━━━━━ Input records

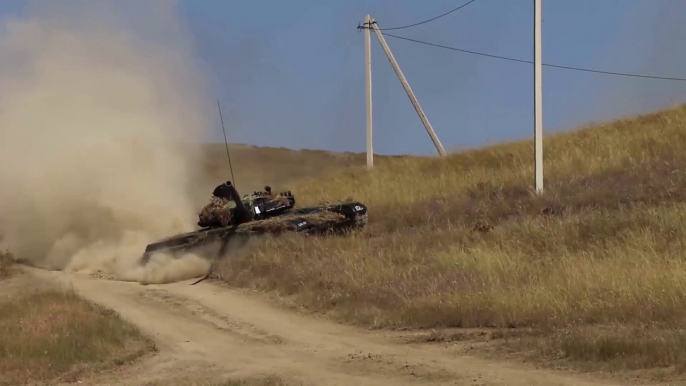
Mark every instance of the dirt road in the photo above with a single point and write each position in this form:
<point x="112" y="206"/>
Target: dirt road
<point x="207" y="331"/>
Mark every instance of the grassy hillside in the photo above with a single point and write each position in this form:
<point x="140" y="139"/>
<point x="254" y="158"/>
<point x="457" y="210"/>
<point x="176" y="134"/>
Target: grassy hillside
<point x="55" y="335"/>
<point x="463" y="242"/>
<point x="255" y="167"/>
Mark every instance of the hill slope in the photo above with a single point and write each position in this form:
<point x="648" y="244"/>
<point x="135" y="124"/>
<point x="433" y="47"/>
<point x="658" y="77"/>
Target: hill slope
<point x="462" y="242"/>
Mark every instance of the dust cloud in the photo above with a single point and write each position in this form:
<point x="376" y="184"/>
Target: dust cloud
<point x="98" y="105"/>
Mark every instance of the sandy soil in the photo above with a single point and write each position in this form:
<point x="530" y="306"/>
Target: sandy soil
<point x="208" y="332"/>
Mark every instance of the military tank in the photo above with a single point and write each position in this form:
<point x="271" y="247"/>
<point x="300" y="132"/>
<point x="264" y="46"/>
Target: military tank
<point x="227" y="220"/>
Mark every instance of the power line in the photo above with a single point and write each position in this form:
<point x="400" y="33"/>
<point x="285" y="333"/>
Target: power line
<point x="432" y="19"/>
<point x="531" y="62"/>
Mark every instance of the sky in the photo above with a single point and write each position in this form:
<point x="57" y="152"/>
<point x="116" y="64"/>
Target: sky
<point x="291" y="73"/>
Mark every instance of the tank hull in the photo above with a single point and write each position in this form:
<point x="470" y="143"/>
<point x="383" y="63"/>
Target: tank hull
<point x="214" y="242"/>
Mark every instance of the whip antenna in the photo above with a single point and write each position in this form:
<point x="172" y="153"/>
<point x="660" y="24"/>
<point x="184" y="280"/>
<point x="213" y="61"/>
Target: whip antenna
<point x="226" y="143"/>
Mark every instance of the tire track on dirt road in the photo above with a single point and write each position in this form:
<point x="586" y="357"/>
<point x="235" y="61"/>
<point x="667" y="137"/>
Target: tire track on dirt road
<point x="209" y="328"/>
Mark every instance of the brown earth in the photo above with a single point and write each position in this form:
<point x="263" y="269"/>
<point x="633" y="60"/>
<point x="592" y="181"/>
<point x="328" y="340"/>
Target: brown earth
<point x="208" y="332"/>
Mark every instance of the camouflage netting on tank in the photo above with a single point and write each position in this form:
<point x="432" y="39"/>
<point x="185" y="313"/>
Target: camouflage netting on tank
<point x="216" y="213"/>
<point x="278" y="224"/>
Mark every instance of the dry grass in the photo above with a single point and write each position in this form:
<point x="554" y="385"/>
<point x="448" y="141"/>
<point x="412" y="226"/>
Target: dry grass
<point x="463" y="242"/>
<point x="51" y="335"/>
<point x="6" y="263"/>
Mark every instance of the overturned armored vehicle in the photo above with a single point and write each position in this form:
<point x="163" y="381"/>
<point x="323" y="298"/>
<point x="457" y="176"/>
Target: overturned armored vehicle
<point x="230" y="220"/>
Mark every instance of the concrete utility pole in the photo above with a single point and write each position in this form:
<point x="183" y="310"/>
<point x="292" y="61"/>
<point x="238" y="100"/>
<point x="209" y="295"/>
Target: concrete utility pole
<point x="538" y="96"/>
<point x="408" y="90"/>
<point x="368" y="85"/>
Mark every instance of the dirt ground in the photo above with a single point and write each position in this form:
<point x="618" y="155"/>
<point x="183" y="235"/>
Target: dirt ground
<point x="207" y="333"/>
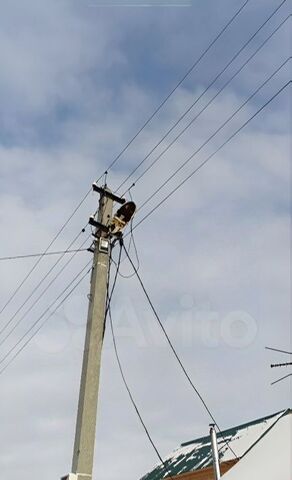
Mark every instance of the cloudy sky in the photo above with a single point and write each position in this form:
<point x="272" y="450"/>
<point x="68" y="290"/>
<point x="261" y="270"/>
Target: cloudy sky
<point x="77" y="81"/>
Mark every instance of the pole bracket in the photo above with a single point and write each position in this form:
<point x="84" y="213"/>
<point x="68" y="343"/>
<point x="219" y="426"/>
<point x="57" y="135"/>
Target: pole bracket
<point x="104" y="192"/>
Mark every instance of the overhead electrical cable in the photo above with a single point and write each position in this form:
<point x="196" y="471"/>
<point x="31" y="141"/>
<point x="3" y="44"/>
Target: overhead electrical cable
<point x="35" y="289"/>
<point x="47" y="254"/>
<point x="20" y="285"/>
<point x="226" y="142"/>
<point x="202" y="94"/>
<point x="45" y="320"/>
<point x="108" y="312"/>
<point x="190" y="70"/>
<point x="210" y="102"/>
<point x="36" y="300"/>
<point x="195" y="389"/>
<point x="222" y="126"/>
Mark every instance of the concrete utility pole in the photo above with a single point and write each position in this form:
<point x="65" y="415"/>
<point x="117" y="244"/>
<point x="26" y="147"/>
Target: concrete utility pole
<point x="106" y="226"/>
<point x="83" y="453"/>
<point x="215" y="453"/>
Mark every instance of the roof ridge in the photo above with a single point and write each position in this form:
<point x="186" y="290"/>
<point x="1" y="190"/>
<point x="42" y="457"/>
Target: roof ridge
<point x="236" y="427"/>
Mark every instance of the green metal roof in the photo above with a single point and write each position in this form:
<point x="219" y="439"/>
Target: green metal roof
<point x="197" y="454"/>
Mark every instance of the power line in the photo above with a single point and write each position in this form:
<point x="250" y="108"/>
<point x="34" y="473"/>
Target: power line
<point x="43" y="254"/>
<point x="200" y="96"/>
<point x="194" y="119"/>
<point x="123" y="150"/>
<point x="43" y="323"/>
<point x="189" y="71"/>
<point x="283" y="64"/>
<point x="44" y="278"/>
<point x="277" y="350"/>
<point x="213" y="154"/>
<point x="175" y="352"/>
<point x="36" y="300"/>
<point x="108" y="310"/>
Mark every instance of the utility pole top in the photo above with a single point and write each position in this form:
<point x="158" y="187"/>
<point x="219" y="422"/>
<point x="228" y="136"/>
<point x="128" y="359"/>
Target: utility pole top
<point x="106" y="227"/>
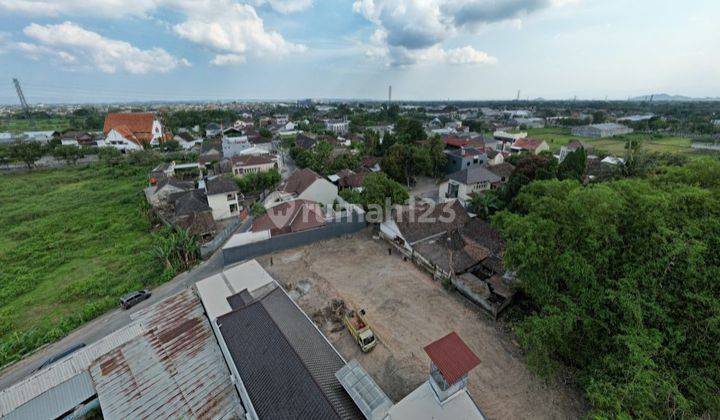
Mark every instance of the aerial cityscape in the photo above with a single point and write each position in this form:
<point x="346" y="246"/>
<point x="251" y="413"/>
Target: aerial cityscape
<point x="366" y="209"/>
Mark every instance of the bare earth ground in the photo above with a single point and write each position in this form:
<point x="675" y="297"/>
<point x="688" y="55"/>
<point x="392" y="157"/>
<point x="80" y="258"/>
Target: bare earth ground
<point x="407" y="311"/>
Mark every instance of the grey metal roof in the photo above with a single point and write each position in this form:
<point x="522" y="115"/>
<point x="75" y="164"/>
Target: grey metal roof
<point x="286" y="365"/>
<point x="62" y="371"/>
<point x="175" y="370"/>
<point x="57" y="400"/>
<point x="368" y="396"/>
<point x="220" y="186"/>
<point x="474" y="174"/>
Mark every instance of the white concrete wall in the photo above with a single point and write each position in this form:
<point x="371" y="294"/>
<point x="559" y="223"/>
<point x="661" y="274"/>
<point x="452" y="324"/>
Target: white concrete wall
<point x="321" y="191"/>
<point x="119" y="142"/>
<point x="220" y="205"/>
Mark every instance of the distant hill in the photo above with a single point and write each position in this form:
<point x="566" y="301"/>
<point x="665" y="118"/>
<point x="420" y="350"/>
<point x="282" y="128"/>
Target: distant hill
<point x="664" y="97"/>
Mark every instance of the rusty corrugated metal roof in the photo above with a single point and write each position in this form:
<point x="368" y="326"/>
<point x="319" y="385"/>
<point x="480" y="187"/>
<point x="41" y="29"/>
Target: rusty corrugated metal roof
<point x="175" y="370"/>
<point x="39" y="383"/>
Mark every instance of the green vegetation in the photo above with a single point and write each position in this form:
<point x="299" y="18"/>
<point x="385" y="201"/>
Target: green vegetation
<point x="622" y="278"/>
<point x="73" y="241"/>
<point x="379" y="191"/>
<point x="17" y="125"/>
<point x="257" y="182"/>
<point x="558" y="137"/>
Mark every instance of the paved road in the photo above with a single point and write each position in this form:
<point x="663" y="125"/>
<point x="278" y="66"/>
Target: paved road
<point x="110" y="322"/>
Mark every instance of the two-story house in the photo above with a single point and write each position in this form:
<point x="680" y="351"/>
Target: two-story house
<point x="463" y="185"/>
<point x="223" y="198"/>
<point x="132" y="130"/>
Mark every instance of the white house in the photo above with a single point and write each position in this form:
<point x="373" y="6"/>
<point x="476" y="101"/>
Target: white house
<point x="233" y="146"/>
<point x="462" y="185"/>
<point x="122" y="139"/>
<point x="248" y="164"/>
<point x="338" y="127"/>
<point x="306" y="185"/>
<point x="137" y="128"/>
<point x="533" y="146"/>
<point x="281" y="119"/>
<point x="222" y="195"/>
<point x="39" y="136"/>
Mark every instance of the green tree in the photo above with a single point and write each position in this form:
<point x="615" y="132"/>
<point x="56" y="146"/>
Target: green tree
<point x="437" y="156"/>
<point x="380" y="190"/>
<point x="485" y="205"/>
<point x="69" y="154"/>
<point x="403" y="162"/>
<point x="265" y="133"/>
<point x="170" y="146"/>
<point x="257" y="209"/>
<point x="622" y="277"/>
<point x="27" y="152"/>
<point x="573" y="166"/>
<point x="410" y="130"/>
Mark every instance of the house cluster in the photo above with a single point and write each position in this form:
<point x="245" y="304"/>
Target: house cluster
<point x="235" y="346"/>
<point x="454" y="247"/>
<point x="195" y="203"/>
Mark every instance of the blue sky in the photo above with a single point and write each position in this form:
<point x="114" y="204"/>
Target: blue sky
<point x="110" y="50"/>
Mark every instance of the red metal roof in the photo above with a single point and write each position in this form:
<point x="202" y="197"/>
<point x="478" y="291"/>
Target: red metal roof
<point x="455" y="141"/>
<point x="452" y="357"/>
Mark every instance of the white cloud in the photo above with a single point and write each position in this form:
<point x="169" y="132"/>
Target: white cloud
<point x="286" y="6"/>
<point x="227" y="59"/>
<point x="223" y="26"/>
<point x="238" y="31"/>
<point x="77" y="47"/>
<point x="411" y="31"/>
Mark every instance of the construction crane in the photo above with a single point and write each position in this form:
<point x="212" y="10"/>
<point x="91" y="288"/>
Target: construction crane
<point x="23" y="102"/>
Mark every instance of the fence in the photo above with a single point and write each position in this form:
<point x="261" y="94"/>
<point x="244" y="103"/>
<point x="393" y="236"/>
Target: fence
<point x="347" y="224"/>
<point x="220" y="238"/>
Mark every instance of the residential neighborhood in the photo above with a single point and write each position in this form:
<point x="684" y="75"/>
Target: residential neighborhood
<point x="370" y="209"/>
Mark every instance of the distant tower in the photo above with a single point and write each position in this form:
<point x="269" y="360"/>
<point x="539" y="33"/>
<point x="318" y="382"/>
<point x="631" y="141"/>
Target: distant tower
<point x="23" y="102"/>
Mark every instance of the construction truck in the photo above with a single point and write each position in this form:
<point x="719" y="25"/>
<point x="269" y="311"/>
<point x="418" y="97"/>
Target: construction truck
<point x="359" y="328"/>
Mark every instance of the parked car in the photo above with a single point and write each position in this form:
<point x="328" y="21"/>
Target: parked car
<point x="133" y="298"/>
<point x="61" y="355"/>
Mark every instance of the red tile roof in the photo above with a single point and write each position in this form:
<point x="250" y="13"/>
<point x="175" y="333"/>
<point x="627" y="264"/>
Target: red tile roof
<point x="452" y="357"/>
<point x="528" y="143"/>
<point x="138" y="124"/>
<point x="455" y="141"/>
<point x="292" y="216"/>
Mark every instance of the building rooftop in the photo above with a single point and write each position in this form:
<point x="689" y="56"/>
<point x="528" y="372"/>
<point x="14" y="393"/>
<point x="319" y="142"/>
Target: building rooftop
<point x="474" y="174"/>
<point x="452" y="357"/>
<point x="220" y="185"/>
<point x="174" y="370"/>
<point x="286" y="365"/>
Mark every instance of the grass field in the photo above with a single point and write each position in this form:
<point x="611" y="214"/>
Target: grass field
<point x="36" y="124"/>
<point x="557" y="137"/>
<point x="73" y="240"/>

━━━━━━━━━━

Repeat, character for character, the lines from the one that holds "Mark every instance of the building" to the final line of the material, inclusive, and no other lines.

Mark every instance of the building rooftop in the photo above with a single point and write each position in this form:
<point x="689" y="56"/>
<point x="528" y="372"/>
<point x="14" y="393"/>
<point x="319" y="142"/>
Target: building rooftop
<point x="474" y="174"/>
<point x="452" y="357"/>
<point x="220" y="185"/>
<point x="174" y="370"/>
<point x="286" y="365"/>
Mark every instance of the grass field in the photo above with a single point and write each position in this form:
<point x="611" y="214"/>
Target: grass field
<point x="36" y="124"/>
<point x="557" y="137"/>
<point x="73" y="240"/>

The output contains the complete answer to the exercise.